Poland’s influencer Patryk “Łatwogang” Garkowski emerged after a nine day fundraiser for the Cancer Fighters foundation as the most successful charity streamer in global online history raising 60 million Euro.
According to the Guinness World Records the most ever raised in a live stream was 16.6 million Euros by French streamers Adrien Nougaret and Alexandre Dachary in September last year.
What began as a modest campaign with a 120,000 Euro target, a figure it eclipsed within hours, quickly snowballed into a national phenomenon, drawing millions of viewers and donations from across Poland and abroad for treating cancer.
At its peak, around 1.5 million people were watching the stream as it became the most-watched live broadcast globally, with the total surging past successive milestones in quick succession – 150 million, 200 million and ultimately breaking through the 60 million EUR mark seconds after the weekend’s deadline expired.
Garkowski streamed continuously for nine days from an apartment, looping a single track around the clock of a song recorded by Polish rapper Bedoes with 11-year-old cancer patient Maja Mecan, whose story inspired the campaign.
Cancer Fighters, the foundation which will receive the funds, said the money would support treatment, rehabilitation and daily care for patients and their families and that its allocation would be carried out by a board made up of Polish oncologists.
Garkowski’s event attracted millions of viewers and an array of high profile donors including Chris Martin, the lead singer of Coldplay, Poland’s greatest every football player Robert Lewandowski and the country’s best ever tennis star Iga Świątek. But it has also led to a political debate about how the country funds its healthcare system.
The influencer himself was anxious to steer clear of politics.
“There is no hidden agenda. All the money goes to the kids,” Garkowski said during the broadcast, as organizers repeatedly appealed to keep the event “apolitical” and foster a reconciliatory tone.
This contrasted starkly with the fundraising efforts by Poland’s largest charity fundraiser, Jerzy Owsiak and his WOSP which also raises money for the health service, but which has openly engaged in support of the current centre-left government led by Prime Minister Donald Tusk.

- **Requirement**
According to the fundraiser article, who will carry out the allocation of the funds raised for Cancer Fighters? The data that follows comes from a different source than the fundraiser article.

- **Recorded data**
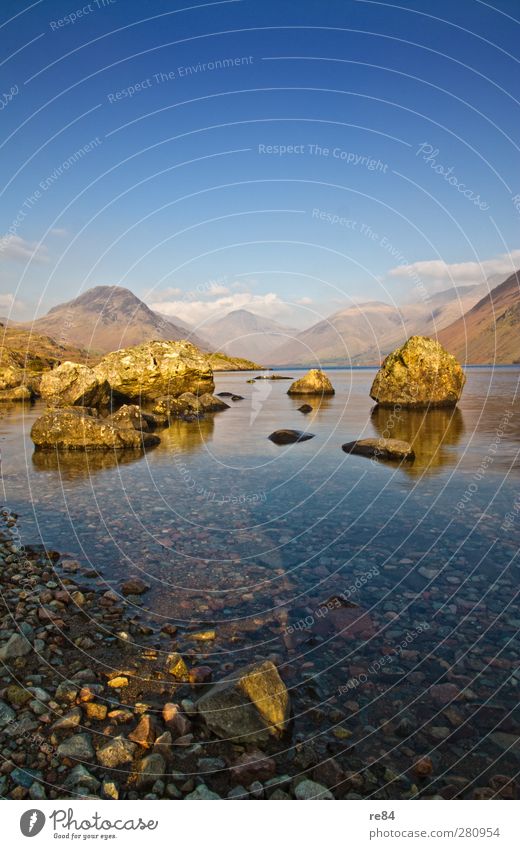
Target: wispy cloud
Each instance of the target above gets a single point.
(9, 304)
(200, 311)
(459, 273)
(14, 248)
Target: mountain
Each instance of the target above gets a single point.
(490, 331)
(243, 334)
(362, 334)
(23, 349)
(106, 318)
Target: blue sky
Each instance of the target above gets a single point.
(285, 157)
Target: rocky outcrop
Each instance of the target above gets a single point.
(18, 393)
(131, 416)
(189, 405)
(287, 436)
(72, 428)
(211, 404)
(420, 374)
(156, 369)
(73, 384)
(385, 449)
(315, 382)
(251, 705)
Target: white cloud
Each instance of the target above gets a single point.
(459, 273)
(9, 304)
(18, 249)
(199, 312)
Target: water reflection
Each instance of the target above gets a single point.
(186, 437)
(432, 434)
(74, 465)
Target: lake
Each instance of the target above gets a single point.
(387, 593)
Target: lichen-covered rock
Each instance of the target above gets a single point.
(74, 384)
(189, 405)
(156, 369)
(129, 416)
(419, 374)
(11, 376)
(315, 382)
(384, 449)
(70, 428)
(18, 393)
(286, 436)
(211, 404)
(251, 705)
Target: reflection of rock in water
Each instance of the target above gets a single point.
(79, 464)
(319, 404)
(430, 433)
(183, 436)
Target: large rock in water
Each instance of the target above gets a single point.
(19, 393)
(156, 369)
(384, 449)
(72, 428)
(315, 382)
(251, 705)
(419, 374)
(74, 384)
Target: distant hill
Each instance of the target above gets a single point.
(242, 333)
(490, 331)
(106, 318)
(362, 334)
(25, 349)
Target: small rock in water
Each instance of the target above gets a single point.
(308, 789)
(384, 449)
(116, 752)
(78, 747)
(202, 793)
(287, 436)
(315, 382)
(134, 586)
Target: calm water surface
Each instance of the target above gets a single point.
(250, 538)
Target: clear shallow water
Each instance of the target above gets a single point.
(236, 533)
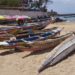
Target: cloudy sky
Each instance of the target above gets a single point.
(62, 6)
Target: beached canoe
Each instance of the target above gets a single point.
(22, 45)
(28, 34)
(59, 52)
(43, 45)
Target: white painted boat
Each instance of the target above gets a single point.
(60, 52)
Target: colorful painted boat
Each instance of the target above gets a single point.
(59, 52)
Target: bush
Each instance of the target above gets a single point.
(11, 3)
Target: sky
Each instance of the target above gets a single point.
(62, 6)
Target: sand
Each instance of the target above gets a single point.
(14, 64)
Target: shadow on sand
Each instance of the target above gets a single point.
(48, 66)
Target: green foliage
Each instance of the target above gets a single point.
(10, 2)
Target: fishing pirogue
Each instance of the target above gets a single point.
(34, 46)
(30, 33)
(17, 29)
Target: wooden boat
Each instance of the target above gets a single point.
(44, 45)
(59, 52)
(26, 34)
(17, 29)
(22, 45)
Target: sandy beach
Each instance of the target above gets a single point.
(15, 64)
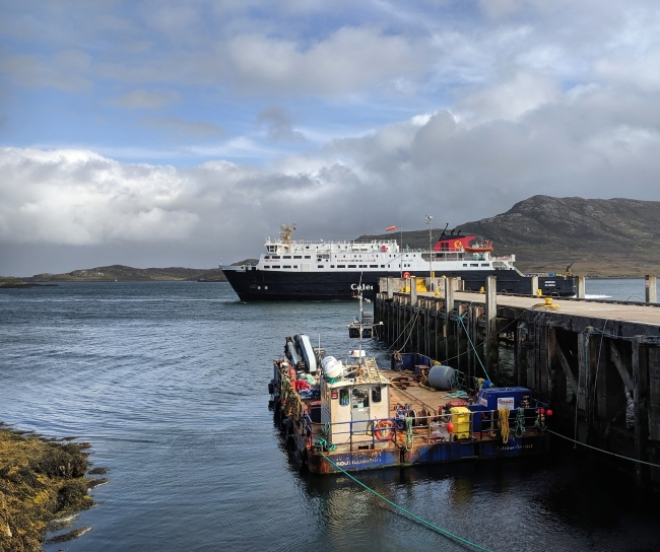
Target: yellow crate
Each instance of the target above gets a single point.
(460, 417)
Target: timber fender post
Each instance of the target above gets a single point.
(596, 362)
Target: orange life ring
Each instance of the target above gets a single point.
(384, 430)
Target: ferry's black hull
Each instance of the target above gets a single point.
(258, 285)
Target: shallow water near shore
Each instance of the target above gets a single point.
(168, 382)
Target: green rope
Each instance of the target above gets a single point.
(324, 445)
(460, 319)
(409, 435)
(520, 422)
(605, 451)
(457, 395)
(410, 514)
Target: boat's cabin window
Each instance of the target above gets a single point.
(360, 397)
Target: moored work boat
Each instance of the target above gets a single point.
(351, 415)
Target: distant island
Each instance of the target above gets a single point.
(604, 238)
(121, 273)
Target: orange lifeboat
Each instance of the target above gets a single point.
(483, 247)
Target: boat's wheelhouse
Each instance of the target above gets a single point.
(352, 404)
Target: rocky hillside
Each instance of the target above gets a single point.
(604, 237)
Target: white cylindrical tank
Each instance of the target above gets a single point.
(295, 357)
(332, 367)
(440, 377)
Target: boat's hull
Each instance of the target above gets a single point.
(252, 284)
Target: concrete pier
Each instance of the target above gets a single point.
(597, 363)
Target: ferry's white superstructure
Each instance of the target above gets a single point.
(296, 269)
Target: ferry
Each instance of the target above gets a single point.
(336, 270)
(351, 415)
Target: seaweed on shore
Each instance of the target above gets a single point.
(41, 480)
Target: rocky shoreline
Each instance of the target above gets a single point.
(44, 483)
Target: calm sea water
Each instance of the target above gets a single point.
(168, 381)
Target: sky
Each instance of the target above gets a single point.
(156, 133)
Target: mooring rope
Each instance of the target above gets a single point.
(604, 451)
(410, 514)
(460, 319)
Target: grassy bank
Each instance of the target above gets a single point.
(43, 482)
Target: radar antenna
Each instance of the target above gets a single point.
(285, 232)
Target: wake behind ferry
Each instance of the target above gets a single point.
(337, 270)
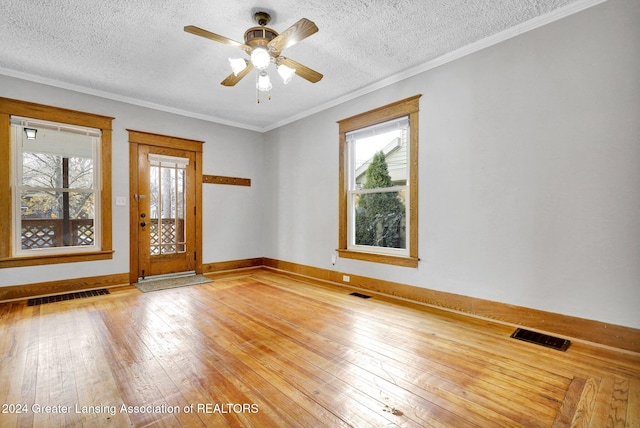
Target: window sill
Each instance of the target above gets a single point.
(379, 258)
(55, 258)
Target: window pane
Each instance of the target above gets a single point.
(45, 225)
(380, 219)
(379, 155)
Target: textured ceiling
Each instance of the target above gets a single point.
(137, 50)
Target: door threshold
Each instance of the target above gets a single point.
(167, 276)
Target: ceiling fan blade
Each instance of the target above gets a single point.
(232, 79)
(292, 35)
(301, 70)
(216, 37)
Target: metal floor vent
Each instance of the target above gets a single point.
(541, 339)
(362, 296)
(70, 296)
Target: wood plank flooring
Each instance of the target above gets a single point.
(263, 349)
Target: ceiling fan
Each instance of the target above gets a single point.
(264, 47)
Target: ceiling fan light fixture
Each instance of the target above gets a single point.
(30, 133)
(286, 73)
(264, 82)
(260, 58)
(237, 65)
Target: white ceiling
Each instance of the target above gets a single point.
(136, 51)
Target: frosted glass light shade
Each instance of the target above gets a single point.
(264, 83)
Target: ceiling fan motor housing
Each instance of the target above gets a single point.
(259, 36)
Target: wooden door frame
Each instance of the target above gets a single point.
(137, 138)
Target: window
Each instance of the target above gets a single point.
(378, 185)
(57, 176)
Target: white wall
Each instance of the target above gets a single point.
(529, 172)
(232, 229)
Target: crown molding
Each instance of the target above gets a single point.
(479, 45)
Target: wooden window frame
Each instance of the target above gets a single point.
(11, 107)
(407, 107)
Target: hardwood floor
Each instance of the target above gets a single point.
(264, 349)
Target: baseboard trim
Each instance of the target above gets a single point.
(218, 267)
(50, 288)
(611, 335)
(615, 336)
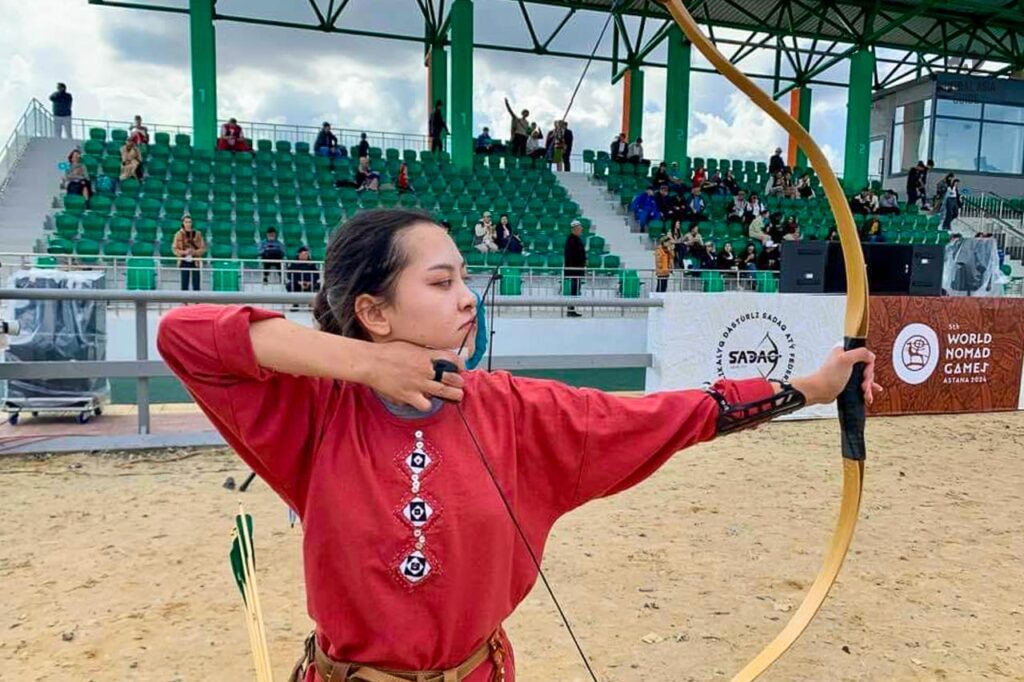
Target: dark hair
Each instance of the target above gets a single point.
(364, 257)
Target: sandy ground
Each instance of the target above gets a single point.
(116, 567)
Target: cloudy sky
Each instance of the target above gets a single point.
(118, 62)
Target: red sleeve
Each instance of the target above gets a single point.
(273, 421)
(591, 443)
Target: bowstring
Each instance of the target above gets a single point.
(495, 274)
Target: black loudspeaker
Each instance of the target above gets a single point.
(893, 269)
(803, 267)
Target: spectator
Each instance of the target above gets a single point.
(576, 263)
(770, 258)
(664, 256)
(131, 161)
(139, 133)
(888, 204)
(804, 188)
(271, 252)
(187, 246)
(401, 183)
(635, 152)
(709, 257)
(520, 130)
(660, 176)
(437, 128)
(484, 235)
(951, 204)
(303, 274)
(77, 176)
(366, 177)
(695, 206)
(567, 139)
(693, 242)
(668, 204)
(644, 208)
(484, 144)
(327, 144)
(61, 111)
(620, 148)
(738, 208)
(232, 139)
(726, 258)
(775, 164)
(730, 184)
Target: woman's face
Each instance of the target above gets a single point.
(432, 305)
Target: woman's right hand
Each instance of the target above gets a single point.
(403, 373)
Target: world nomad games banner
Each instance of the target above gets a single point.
(947, 354)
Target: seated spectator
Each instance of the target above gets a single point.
(635, 152)
(366, 178)
(699, 176)
(484, 235)
(730, 184)
(484, 144)
(775, 164)
(303, 274)
(709, 257)
(401, 182)
(139, 133)
(738, 208)
(327, 143)
(759, 226)
(888, 204)
(231, 138)
(77, 176)
(665, 254)
(695, 207)
(271, 252)
(770, 258)
(505, 237)
(693, 242)
(726, 258)
(644, 208)
(668, 204)
(804, 188)
(660, 175)
(620, 148)
(131, 161)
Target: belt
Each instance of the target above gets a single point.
(335, 671)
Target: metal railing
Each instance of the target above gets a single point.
(35, 122)
(143, 368)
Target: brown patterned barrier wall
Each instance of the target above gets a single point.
(947, 354)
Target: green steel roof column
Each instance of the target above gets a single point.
(202, 38)
(858, 119)
(437, 80)
(634, 96)
(461, 123)
(677, 97)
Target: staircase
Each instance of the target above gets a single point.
(28, 198)
(602, 209)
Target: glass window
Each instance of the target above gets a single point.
(967, 110)
(1005, 113)
(956, 143)
(1001, 148)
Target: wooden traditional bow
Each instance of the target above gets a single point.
(851, 401)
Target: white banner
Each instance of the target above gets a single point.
(697, 338)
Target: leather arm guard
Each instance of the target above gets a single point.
(748, 415)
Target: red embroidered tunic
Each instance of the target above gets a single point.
(411, 559)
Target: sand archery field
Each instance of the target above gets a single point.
(126, 558)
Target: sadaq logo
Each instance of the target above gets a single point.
(756, 344)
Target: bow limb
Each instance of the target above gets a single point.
(851, 401)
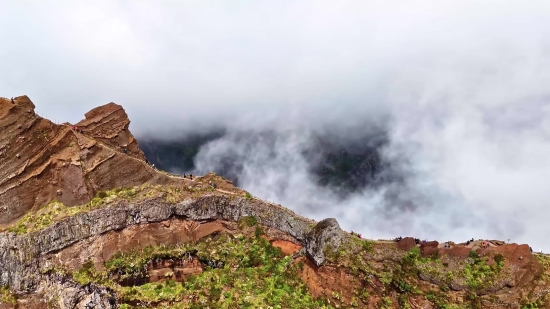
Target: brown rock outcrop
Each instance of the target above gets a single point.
(109, 124)
(41, 161)
(406, 244)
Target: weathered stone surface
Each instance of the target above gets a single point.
(67, 294)
(25, 256)
(406, 244)
(325, 233)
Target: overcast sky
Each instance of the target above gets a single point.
(462, 89)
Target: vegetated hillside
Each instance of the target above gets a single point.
(339, 166)
(41, 161)
(204, 243)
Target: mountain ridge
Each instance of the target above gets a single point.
(137, 237)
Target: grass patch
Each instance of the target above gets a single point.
(254, 275)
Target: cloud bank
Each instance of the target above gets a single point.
(459, 90)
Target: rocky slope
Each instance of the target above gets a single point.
(135, 237)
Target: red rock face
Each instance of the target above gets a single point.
(109, 124)
(429, 244)
(459, 252)
(41, 161)
(429, 251)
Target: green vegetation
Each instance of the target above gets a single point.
(55, 211)
(248, 221)
(254, 275)
(478, 274)
(6, 296)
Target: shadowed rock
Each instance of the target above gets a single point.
(325, 235)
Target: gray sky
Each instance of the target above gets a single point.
(464, 84)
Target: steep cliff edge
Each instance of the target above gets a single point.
(89, 225)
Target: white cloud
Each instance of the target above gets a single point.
(465, 84)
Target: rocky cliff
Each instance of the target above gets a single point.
(124, 235)
(42, 161)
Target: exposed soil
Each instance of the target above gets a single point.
(42, 161)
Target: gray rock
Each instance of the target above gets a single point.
(325, 235)
(25, 257)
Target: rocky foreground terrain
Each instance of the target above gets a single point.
(86, 223)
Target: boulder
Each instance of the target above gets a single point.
(406, 244)
(429, 244)
(326, 233)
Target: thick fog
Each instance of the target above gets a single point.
(459, 90)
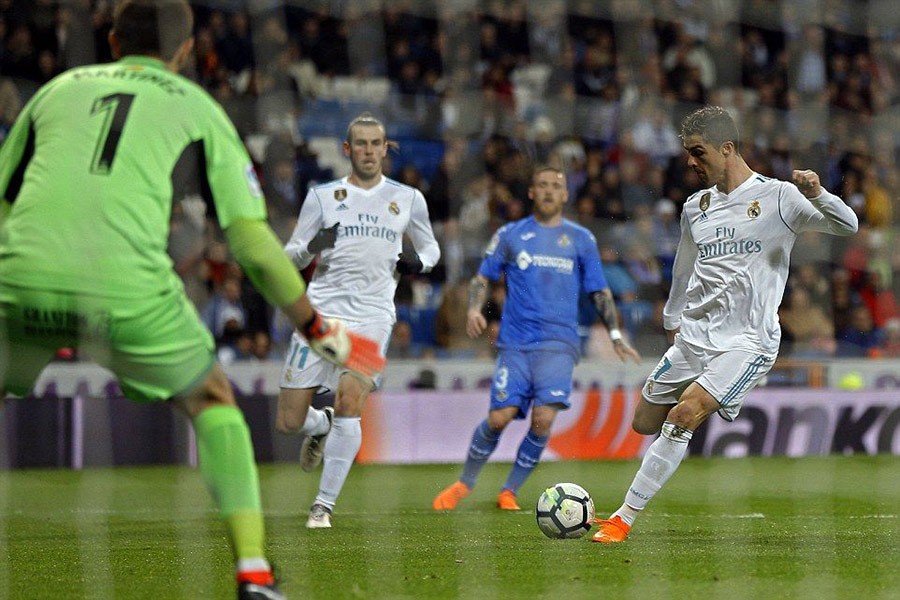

- **Expected answer**
A board made up of Polish oncologists.